------ Text ------
We all know that when something like a film wins an Oscar, people are much more likely to go and see it. “Other people love this, and they’ve seen more films than I have so it must be good!” is the logic and to a certain degree, that applies to board games. But when a board game wins an award, it often does increase sales because more people are hearing about it. I realise this is sounding rather cynical but there are a ton of awards given out across the year.
The Dice Tower Seal of Approval, Spiel Des Jahres, Golden Geek, all of these may appear on a box at some point which looks impressive to the non-gamers who might pick it up. For those in the know, however, odds are they already knew about that game and have made a decision about it. I know I usually have done, although this year's Spiel Des Jahres nominees list had a bunch of games on it that I didn’t recognise. And unlike with the Oscars, the games which are given awards are usually out for a while before they get such an accolade so there’s a reasonable opinion formed on them. So today, we’re talking about the most award winning games - those games which have won a whole bunch of awards in the years they were released and are great games to play. Let’s get into it.
7 Wonders
There are a couple of games on this list which can claim to be the originator of a particular mechanism, and 7 Wonders does that for card drafting. Or at the very least, it brought the mechanism into the zeitgeist of board games. It's first up on our list of most award winning games! With no less than 24 awards to its name across from 2010 to 2012, 7 Wonders takes you back to Ancient times to build one of the 7 Wonders of the world. The game is played across three ages, and in each one, you’ll draft resources from a hand of 7 cards, which will gradually reduce as it passes around the other players. The cards will either give on-going bonuses or have one-off effects, and even offer a way to progress other cards without having to pay. At the end of the three ages, the points are totalled and the highest points wins.
I like 7 Wonders, I think it’s an excellent game to introduce people to the mechanism and get them ready for a game like Isle of Cats. The original version, which is the one with the awards, did suggest being played for 2-7 players but later editions have revised this to 3-7, with the excellent 7 Wonders Duel taking the place of a two-player game. Definitely a worthy winner of the time.
------ Supplied entries ------
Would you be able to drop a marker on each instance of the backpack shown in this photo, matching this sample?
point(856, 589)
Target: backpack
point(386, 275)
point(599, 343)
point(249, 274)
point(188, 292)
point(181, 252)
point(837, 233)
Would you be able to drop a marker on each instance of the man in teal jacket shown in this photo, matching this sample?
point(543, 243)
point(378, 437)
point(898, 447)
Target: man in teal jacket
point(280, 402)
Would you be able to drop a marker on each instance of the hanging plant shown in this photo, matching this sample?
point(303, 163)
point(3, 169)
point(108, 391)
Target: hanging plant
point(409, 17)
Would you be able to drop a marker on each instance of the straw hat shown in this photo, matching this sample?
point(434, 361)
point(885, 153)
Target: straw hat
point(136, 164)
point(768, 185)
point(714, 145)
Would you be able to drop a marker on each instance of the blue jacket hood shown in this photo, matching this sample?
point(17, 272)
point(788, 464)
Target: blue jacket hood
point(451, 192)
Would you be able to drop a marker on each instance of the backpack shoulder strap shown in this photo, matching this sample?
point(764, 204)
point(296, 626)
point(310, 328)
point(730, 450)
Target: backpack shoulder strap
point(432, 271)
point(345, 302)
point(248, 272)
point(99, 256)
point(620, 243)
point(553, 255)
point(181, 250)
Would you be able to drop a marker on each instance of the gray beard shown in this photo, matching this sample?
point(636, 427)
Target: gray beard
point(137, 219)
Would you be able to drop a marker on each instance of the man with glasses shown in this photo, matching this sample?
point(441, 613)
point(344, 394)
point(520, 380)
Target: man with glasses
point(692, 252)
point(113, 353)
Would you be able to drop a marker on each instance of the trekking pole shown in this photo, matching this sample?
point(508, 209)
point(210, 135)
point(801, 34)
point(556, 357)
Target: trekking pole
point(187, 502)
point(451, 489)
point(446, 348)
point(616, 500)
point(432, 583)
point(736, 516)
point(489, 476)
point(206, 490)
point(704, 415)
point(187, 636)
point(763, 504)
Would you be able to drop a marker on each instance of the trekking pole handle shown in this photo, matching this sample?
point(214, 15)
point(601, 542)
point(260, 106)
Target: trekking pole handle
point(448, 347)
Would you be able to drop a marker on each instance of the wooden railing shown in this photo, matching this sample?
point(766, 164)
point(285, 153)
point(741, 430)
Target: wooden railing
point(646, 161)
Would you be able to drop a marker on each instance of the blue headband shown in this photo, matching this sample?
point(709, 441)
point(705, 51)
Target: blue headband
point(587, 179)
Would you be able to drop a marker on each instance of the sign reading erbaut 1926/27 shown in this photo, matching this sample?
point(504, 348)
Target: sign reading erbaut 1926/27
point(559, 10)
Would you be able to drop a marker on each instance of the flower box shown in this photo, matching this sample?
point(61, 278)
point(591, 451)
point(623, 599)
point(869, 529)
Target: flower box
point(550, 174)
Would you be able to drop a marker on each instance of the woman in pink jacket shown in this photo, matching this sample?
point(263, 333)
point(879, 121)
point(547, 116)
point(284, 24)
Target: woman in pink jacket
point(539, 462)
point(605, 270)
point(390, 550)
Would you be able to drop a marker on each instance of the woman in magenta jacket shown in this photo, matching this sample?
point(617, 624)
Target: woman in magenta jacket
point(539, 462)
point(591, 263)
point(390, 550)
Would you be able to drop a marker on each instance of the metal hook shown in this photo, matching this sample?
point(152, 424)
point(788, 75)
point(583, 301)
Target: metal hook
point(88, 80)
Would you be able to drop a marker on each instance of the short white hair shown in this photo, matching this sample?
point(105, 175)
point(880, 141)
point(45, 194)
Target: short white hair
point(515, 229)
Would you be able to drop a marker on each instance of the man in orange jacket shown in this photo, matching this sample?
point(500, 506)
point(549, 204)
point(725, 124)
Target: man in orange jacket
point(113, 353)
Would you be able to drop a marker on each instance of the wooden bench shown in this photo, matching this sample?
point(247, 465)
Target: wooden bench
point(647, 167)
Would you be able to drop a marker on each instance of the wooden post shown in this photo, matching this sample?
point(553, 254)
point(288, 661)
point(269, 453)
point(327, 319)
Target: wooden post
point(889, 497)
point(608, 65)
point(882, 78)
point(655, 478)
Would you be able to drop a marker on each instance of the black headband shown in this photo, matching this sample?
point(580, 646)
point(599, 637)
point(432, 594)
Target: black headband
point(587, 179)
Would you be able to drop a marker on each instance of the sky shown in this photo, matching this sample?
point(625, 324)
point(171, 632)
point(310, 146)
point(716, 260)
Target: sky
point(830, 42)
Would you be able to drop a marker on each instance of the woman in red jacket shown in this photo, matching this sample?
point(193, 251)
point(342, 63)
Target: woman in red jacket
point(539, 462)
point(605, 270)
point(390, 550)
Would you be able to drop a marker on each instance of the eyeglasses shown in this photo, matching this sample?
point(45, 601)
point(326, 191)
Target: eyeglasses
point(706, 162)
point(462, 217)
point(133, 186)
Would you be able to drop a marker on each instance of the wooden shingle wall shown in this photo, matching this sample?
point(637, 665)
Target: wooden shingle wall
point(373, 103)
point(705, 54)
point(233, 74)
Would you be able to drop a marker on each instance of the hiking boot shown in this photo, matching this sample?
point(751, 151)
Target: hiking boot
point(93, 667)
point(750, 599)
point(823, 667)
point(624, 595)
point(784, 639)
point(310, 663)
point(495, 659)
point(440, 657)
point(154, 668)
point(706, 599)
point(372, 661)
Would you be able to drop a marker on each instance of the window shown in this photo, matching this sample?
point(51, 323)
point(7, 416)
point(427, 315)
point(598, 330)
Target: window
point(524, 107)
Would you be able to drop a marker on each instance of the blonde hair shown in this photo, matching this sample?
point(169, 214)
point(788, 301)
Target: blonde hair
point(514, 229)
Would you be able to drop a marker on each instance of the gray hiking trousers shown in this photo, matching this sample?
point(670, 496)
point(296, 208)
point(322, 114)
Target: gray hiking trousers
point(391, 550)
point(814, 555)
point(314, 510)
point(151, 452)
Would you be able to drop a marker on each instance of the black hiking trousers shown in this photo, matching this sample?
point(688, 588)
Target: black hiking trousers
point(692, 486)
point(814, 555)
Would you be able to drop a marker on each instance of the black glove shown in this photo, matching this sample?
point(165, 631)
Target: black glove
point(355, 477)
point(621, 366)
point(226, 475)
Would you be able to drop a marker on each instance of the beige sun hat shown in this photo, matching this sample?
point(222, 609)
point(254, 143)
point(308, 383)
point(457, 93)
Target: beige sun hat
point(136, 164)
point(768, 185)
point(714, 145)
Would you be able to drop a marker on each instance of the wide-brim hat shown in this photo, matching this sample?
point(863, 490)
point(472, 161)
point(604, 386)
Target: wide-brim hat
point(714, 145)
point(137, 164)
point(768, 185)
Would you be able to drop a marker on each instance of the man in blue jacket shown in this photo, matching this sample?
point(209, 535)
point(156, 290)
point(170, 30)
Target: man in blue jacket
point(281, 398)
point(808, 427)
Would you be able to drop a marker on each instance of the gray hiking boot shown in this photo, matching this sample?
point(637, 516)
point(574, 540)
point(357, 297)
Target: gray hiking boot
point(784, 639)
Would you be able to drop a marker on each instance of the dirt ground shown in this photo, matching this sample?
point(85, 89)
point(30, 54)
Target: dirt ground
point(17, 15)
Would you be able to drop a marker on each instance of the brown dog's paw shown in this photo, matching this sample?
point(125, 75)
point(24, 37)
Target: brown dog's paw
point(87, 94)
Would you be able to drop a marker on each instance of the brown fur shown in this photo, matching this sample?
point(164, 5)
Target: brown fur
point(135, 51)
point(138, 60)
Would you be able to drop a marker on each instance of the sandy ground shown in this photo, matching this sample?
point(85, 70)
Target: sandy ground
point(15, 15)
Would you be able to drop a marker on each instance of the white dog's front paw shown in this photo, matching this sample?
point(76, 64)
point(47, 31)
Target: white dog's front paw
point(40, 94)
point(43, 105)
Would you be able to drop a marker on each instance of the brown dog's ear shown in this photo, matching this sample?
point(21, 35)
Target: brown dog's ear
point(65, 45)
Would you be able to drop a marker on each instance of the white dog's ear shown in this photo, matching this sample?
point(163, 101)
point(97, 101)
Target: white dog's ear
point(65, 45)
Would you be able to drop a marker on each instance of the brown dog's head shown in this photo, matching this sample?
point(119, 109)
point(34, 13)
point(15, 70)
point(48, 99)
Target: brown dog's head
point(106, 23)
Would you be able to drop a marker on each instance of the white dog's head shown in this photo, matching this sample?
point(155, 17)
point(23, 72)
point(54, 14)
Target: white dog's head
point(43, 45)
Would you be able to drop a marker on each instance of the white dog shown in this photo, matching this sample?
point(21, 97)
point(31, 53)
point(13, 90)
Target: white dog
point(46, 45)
------
▶ [Work order 1] According to the board game article, how many awards did 7 Wonders win, and over which years?
▶ [Work order 2] Copy out the passage of the board game article between "I like 7 Wonders, I" and "of the time.", inclusive.

▶ [Answer 1] No less than 24 awards, from 2010 to 2012.

▶ [Answer 2]
I like 7 Wonders, I think it’s an excellent game to introduce people to the mechanism and get them ready for a game like Isle of Cats. The original version, which is the one with the awards, did suggest being played for 2-7 players but later editions have revised this to 3-7, with the excellent 7 Wonders Duel taking the place of a two-player game. Definitely a worthy winner of the time.